Provided text:
━━━

I dont know the answer but this is what AI said.
I would not assume this is purely a coding mistake, but I also would not jump straight to “sample design problem” without checking a few SIPP-specific issues.
The main thing I would check is whether you are using ERH_BMONTH as the move month in a way that creates a January/start-of-spell artifact. ERH_BMONTH is the beginning month of the residence spell, while TMOVER is the monthly mover flag. For identifying the actual month of a move, I would first try using the month of the person-month record where TMOVER is 2–7, rather than using ERH_BMONTH as the timing variable. Then compare that to ERH_BMONTH as a diagnostic.
I would also split the results by wave rather than pooling Waves 2–4. In the 2014 panel, Wave 2 covers 2014, Wave 3 covers 2015, and Wave 4 covers 2016. If the January/March/April pattern is concentrated in one wave, that points toward a wave-specific processing, recall, or weighting issue rather than a general mover definition issue.
A few diagnostics I would run:
1. Tabulate movers by month separately for Wave 2, Wave 3, and Wave 4.
2. Compare three definitions:
* TMOVER = 2–7 by the monthly record month;
* change in ERESIDENCEID from month t to t+1;
* ERH_BMONTH for the residence spell.
3. Check whether the January spike is mostly returning sample members, new respondents, imputed cases, or Type 2/part-year residents.
4. Check whether the spike survives using unweighted counts, person weights, and normalized within-wave weights.
5. Check whether ERH_BMONTH = 1 is picking up people whose spell began before the reference year or at the first observed month, rather than people who truly moved in January.
6. Drop January as a sensitivity test and see whether the remaining seasonal pattern becomes plausible.
My guess is that the issue is related to the redesigned 2014 SIPP’s annual reference period and residence-spell construction, not a change in the formal definition of TMOVER. The 2014 panel moved to a one-year reference period, and that redesign created known concerns about recall, transitions, and panel attrition. So identical variable names and labels do not necessarily mean the month-of-move distribution is comparable to later SIPP files without additional checks.
The key distinction is this:
TMOVER asks whether the respondent moved in a given month.
ERH_BMONTH identifies the beginning month of the residence spell.
Those are usually consistent, but they are not conceptually identical. If you are trying to produce a seasonal distribution of moves, I would treat TMOVER by person-month as the primary measure and ERH_BMONTH as a spell-level consistency check.
So I would not say “the 2014 data are unusable.” I would say: first rule out a spell-start artifact, then rule out pooling/weighting across waves, then check whether the remaining pattern is a real 2014-panel redesign artifact.

━━━

Provided material:
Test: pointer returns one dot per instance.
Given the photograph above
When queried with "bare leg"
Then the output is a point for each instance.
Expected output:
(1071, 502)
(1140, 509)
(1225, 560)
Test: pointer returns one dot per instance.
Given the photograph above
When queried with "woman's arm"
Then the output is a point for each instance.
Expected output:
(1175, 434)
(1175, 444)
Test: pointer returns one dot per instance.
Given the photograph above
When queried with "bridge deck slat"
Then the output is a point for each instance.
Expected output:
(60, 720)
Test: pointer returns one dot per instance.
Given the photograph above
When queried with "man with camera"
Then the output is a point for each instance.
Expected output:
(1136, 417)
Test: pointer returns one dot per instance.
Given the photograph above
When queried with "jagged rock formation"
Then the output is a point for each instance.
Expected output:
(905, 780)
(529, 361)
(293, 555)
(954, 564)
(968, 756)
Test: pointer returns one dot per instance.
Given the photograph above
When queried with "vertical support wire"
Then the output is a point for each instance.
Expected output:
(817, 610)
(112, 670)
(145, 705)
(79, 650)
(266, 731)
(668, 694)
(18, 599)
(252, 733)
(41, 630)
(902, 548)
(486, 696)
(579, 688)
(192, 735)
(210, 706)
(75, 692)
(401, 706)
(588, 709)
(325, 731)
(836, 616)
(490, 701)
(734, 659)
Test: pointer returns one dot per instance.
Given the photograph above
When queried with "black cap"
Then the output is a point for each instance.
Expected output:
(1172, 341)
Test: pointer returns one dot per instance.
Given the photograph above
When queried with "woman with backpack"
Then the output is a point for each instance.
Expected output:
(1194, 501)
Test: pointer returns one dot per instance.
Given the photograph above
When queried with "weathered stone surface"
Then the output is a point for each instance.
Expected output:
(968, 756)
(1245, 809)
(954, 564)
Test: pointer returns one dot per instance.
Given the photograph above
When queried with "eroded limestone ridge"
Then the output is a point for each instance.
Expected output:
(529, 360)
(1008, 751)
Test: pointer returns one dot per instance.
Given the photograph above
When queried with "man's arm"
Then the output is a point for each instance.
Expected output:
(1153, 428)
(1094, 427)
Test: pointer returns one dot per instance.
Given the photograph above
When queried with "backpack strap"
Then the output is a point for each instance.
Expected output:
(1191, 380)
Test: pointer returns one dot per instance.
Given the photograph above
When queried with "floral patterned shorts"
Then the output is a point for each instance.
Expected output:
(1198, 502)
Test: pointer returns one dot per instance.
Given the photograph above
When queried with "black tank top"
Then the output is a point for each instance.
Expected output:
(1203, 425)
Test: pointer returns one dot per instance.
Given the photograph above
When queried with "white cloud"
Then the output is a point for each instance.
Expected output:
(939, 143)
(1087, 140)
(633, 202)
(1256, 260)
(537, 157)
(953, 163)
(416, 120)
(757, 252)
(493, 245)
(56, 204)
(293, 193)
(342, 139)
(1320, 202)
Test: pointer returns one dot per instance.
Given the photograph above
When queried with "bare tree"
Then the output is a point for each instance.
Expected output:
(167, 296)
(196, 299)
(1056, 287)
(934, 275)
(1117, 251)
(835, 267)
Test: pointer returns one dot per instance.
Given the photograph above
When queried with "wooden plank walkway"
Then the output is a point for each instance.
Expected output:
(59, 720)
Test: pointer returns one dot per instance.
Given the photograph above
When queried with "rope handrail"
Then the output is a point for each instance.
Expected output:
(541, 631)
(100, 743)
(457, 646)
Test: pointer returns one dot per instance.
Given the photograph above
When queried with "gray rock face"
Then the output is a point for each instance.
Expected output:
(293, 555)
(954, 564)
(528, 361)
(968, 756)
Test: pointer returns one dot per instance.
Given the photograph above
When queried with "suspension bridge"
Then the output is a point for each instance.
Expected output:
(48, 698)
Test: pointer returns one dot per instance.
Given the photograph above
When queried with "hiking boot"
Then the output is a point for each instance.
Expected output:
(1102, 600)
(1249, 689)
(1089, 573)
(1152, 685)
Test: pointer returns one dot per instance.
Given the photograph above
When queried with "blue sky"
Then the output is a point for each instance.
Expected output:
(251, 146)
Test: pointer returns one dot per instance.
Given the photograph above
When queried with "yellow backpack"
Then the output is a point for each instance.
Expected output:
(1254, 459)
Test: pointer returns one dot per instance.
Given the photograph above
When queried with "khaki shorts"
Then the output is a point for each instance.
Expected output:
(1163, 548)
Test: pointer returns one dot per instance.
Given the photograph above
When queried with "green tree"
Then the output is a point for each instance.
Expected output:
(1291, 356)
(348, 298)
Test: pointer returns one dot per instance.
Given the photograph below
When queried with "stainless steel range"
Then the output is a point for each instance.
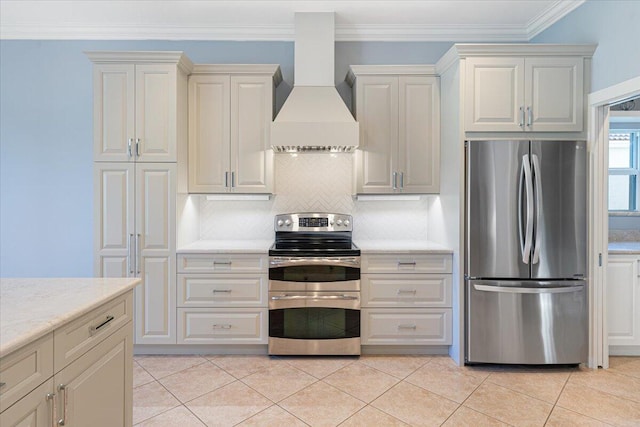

━━━

Check your understanding:
**1.** According to the SIPP forum post, which year does Wave 3 of the 2014 panel cover?
**2.** Write out, word for word, the part of the SIPP forum post that opens with the words containing "4. Check whether" and closes with "moved in January.".
Rely solely on the SIPP forum post, not on the material.

Responses for each task:
**1.** 2015

**2.**
4. Check whether the spike survives using unweighted counts, person weights, and normalized within-wave weights.
5. Check whether ERH_BMONTH = 1 is picking up people whose spell began before the reference year or at the first observed month, rather than people who truly moved in January.